> Quoted passage:

____

Miracle-Gro seems to have finally gotten hip to the fact that lots of people use its chemical fertilizer to grow marijuana — and that with a little marketing, that number could get a lot, well, higher.
In an unusual move for the head of such a large company, Scotts Miracle-Gro Company CEO Jim Hagedorn said he is “exploring” targeting medical marijuana cultivators to boost sales at his lawn and garden supply firm, reports Dana Mattioli at The Wall Street Journal.
“I want to target the pot market,” Hagedorn said in an interview. “There’s no good reason we haven’t.”
Sales at Scott’s aren’t exactly suffering. In fact, they rose five percent last year, to $2.9 billion. But the company, based in Marysville, Ohio, relies on sales at three mega-retailers — Home Depot, Lowe’s, and Wal-Mart — for almost two-thirds of its revenue. But with those big-box retailers not building new stores as quickly as they used to, it appears the CEO wants to “diversify.”

____

[Dataset entries]
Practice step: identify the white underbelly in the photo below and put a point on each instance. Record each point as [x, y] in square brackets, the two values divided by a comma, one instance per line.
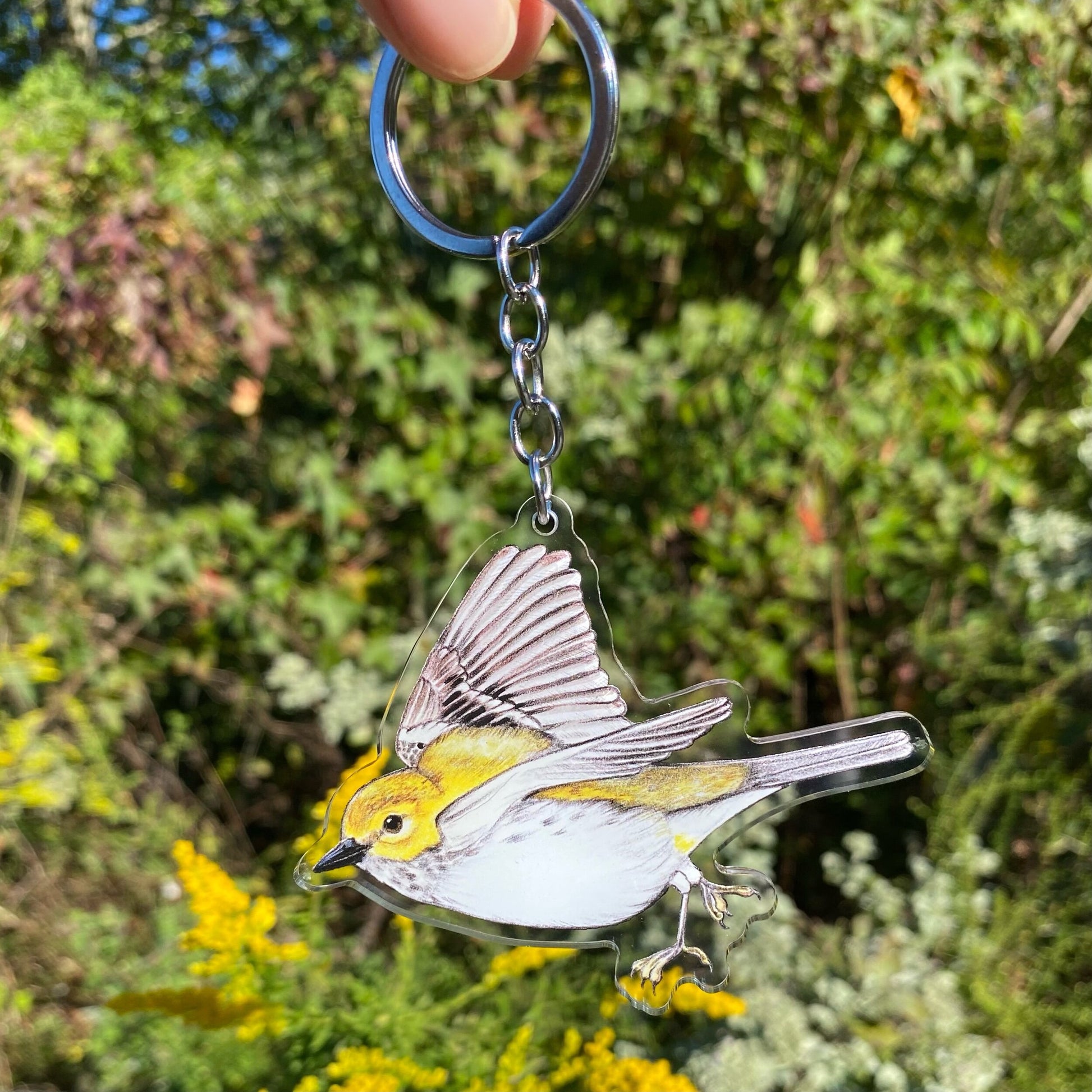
[548, 864]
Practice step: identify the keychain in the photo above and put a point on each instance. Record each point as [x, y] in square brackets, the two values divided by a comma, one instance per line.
[536, 803]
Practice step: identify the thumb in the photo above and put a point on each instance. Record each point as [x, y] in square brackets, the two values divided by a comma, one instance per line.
[462, 40]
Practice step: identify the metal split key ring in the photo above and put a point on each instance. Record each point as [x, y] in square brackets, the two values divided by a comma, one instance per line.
[603, 75]
[525, 352]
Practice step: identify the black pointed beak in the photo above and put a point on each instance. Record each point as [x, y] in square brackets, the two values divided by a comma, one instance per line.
[343, 854]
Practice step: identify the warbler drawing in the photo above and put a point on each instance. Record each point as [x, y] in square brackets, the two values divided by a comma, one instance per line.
[530, 800]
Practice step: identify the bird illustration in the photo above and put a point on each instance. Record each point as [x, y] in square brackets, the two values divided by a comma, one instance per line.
[529, 799]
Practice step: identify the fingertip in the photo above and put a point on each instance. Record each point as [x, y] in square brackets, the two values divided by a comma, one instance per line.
[535, 20]
[458, 40]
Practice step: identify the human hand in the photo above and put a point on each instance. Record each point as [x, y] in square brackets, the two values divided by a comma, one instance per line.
[462, 40]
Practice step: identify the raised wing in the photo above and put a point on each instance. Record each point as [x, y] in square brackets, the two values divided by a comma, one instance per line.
[520, 651]
[622, 754]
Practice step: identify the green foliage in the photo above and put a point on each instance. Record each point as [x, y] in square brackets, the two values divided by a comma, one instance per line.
[822, 352]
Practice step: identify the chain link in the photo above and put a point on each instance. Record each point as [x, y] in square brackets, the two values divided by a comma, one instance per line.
[527, 352]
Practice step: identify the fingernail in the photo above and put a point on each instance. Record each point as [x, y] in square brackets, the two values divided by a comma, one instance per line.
[455, 40]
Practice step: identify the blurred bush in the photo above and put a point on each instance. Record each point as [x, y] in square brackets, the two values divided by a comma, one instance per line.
[822, 347]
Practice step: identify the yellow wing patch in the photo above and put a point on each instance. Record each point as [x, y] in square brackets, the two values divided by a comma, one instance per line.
[664, 788]
[465, 758]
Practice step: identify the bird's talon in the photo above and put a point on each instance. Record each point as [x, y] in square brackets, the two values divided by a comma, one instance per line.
[651, 969]
[714, 896]
[698, 953]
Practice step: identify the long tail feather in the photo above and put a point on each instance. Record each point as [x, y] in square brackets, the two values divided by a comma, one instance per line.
[772, 771]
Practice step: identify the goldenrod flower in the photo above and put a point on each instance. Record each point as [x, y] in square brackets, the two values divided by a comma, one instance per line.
[905, 88]
[607, 1072]
[231, 924]
[202, 1006]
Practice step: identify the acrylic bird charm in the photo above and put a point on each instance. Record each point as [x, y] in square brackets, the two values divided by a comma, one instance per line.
[530, 800]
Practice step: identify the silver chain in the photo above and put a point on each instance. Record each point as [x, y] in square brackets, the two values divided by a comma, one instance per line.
[527, 371]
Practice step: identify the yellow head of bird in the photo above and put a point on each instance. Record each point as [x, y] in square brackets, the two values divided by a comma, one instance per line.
[392, 817]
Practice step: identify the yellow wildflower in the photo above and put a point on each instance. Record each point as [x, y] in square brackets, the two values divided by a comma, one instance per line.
[202, 1006]
[905, 88]
[607, 1072]
[231, 924]
[519, 961]
[687, 997]
[515, 1058]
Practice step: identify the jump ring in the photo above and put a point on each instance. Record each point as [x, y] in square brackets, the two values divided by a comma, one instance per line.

____

> Tasks for this exercise:
1. Can you return the Miracle-Gro article from "In an unusual" to "Wall Street Journal.", word for word?
2. How would this sentence from the Miracle-Gro article read in Spanish: "Sales at Scott’s aren’t exactly suffering."

> Task responses:
1.
In an unusual move for the head of such a large company, Scotts Miracle-Gro Company CEO Jim Hagedorn said he is “exploring” targeting medical marijuana cultivators to boost sales at his lawn and garden supply firm, reports Dana Mattioli at The Wall Street Journal.

2. Las ventas de Scott's no están sufriendo precisamente.